* [ASSIGNMENT] Nothing in the entries should be altered. Write them out in full.

[DATA — start]

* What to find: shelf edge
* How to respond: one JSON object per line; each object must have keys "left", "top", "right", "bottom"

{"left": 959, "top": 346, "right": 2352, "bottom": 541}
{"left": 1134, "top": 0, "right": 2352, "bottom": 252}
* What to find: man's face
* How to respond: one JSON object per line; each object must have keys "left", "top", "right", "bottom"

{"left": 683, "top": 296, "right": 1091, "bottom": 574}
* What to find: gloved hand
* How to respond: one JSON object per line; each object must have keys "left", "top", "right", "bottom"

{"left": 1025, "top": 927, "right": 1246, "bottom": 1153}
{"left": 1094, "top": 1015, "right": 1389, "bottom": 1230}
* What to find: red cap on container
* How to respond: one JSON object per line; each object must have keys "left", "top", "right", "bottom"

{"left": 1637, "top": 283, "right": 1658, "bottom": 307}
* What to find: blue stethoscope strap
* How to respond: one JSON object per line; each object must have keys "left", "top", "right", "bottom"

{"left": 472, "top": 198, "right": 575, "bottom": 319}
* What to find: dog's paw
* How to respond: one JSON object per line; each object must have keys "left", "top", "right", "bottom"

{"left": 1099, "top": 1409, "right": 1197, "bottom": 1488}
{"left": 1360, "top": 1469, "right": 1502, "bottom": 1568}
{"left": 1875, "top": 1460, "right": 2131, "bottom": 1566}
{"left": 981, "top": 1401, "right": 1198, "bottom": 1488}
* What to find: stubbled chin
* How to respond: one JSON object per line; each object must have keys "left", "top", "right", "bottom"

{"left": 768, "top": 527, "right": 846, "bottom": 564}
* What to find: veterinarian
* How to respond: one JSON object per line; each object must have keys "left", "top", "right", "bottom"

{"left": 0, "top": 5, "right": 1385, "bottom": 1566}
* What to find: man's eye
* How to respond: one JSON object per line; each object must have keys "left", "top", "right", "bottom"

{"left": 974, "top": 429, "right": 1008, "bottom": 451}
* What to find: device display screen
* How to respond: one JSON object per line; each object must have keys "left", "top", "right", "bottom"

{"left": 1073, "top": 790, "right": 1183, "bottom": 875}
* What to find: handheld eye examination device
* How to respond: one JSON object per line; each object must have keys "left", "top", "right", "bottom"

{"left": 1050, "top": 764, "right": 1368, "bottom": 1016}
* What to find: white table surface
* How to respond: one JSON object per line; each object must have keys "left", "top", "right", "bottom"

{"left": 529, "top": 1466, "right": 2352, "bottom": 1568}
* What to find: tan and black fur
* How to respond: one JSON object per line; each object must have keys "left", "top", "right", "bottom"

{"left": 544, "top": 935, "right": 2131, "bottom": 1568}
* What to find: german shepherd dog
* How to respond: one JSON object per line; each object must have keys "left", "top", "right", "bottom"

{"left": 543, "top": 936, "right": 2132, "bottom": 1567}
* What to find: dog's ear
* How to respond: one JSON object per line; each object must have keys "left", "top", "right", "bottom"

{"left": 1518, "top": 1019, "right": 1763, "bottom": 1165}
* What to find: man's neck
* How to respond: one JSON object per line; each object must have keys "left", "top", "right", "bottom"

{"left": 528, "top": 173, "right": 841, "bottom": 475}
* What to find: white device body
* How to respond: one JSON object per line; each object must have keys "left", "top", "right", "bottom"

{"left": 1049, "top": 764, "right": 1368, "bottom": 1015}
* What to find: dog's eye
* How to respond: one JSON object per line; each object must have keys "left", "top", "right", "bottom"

[DATA — finish]

* [ANSWER FOR THE TASK]
* What to find: shelf edge
* How to respond: one JSON object per line; each object must have keys "left", "top", "right", "bottom"

{"left": 959, "top": 346, "right": 2352, "bottom": 541}
{"left": 1134, "top": 0, "right": 2352, "bottom": 252}
* What to find: man's face
* How to respond: one JSON object per line; each object must have keys "left", "top", "right", "bottom"

{"left": 683, "top": 296, "right": 1091, "bottom": 574}
* What to find: gloved hand
* How to respond: one JSON object per line; each object must have keys "left", "top", "right", "bottom"

{"left": 1025, "top": 927, "right": 1246, "bottom": 1153}
{"left": 1094, "top": 1015, "right": 1389, "bottom": 1230}
* What to find: red cap on container
* How to respond: one JSON object per line; each object must have keys "left", "top", "right", "bottom"

{"left": 1637, "top": 283, "right": 1658, "bottom": 307}
* What to find: blue stethoscope strap
* How to respond: one JSON object per line; each object must have keys "left", "top", "right", "bottom"

{"left": 472, "top": 198, "right": 575, "bottom": 319}
* What to find: dog's paw
* How to respond: one JSON object per line; each object must have keys "left", "top", "right", "bottom"

{"left": 1099, "top": 1409, "right": 1197, "bottom": 1488}
{"left": 1360, "top": 1469, "right": 1502, "bottom": 1568}
{"left": 1875, "top": 1460, "right": 2131, "bottom": 1566}
{"left": 981, "top": 1401, "right": 1198, "bottom": 1488}
* What to find: stubbled chin
* How to respond: one JSON object per line; each object must have keys "left", "top", "right", "bottom"

{"left": 768, "top": 527, "right": 846, "bottom": 564}
* What to find: veterinarian
* How to respond: one JSON object per line; each object must have keys "left", "top", "right", "bottom"

{"left": 0, "top": 5, "right": 1385, "bottom": 1566}
* What to find: man's eye
* How to respond: one JSON object per line; each object must have keys "left", "top", "right", "bottom"

{"left": 974, "top": 429, "right": 1008, "bottom": 451}
* What to find: device display screen
* How to respond: one JSON object per line; each object must have keys "left", "top", "right", "bottom"

{"left": 1073, "top": 790, "right": 1183, "bottom": 875}
* What to find: handheld eye examination device
* How to respond: one JSON object per line; each object must have keys "left", "top", "right", "bottom"

{"left": 1050, "top": 764, "right": 1368, "bottom": 1016}
* What to find: white table surface
* How to respond: one JSON object per line; each object must have keys "left", "top", "right", "bottom"

{"left": 529, "top": 1466, "right": 2352, "bottom": 1568}
* What to find: tan and black fur
* How to respond: one JSON object per line; each object must have keys "left", "top", "right", "bottom"

{"left": 544, "top": 935, "right": 2131, "bottom": 1568}
* What to find: german shepherd dog
* How to respond: one JSON object per line; each object must have keys "left", "top", "right", "bottom"

{"left": 543, "top": 936, "right": 2132, "bottom": 1567}
* What to find: dog's ear
* How to respond: one JSON object per line; each object must have keys "left", "top", "right", "bottom"

{"left": 1518, "top": 1019, "right": 1763, "bottom": 1165}
* What to find: man's neck
* How to respond: one JSON object per line; each object must have keys "left", "top", "right", "bottom"

{"left": 528, "top": 173, "right": 841, "bottom": 475}
* What to find: white device body
* How to respond: one JSON object per line; each object must have keys "left", "top", "right", "bottom"

{"left": 1049, "top": 764, "right": 1368, "bottom": 1015}
* What to find: dog's eye
* How to respond: one JSON object per line; each object must have keys "left", "top", "right", "bottom"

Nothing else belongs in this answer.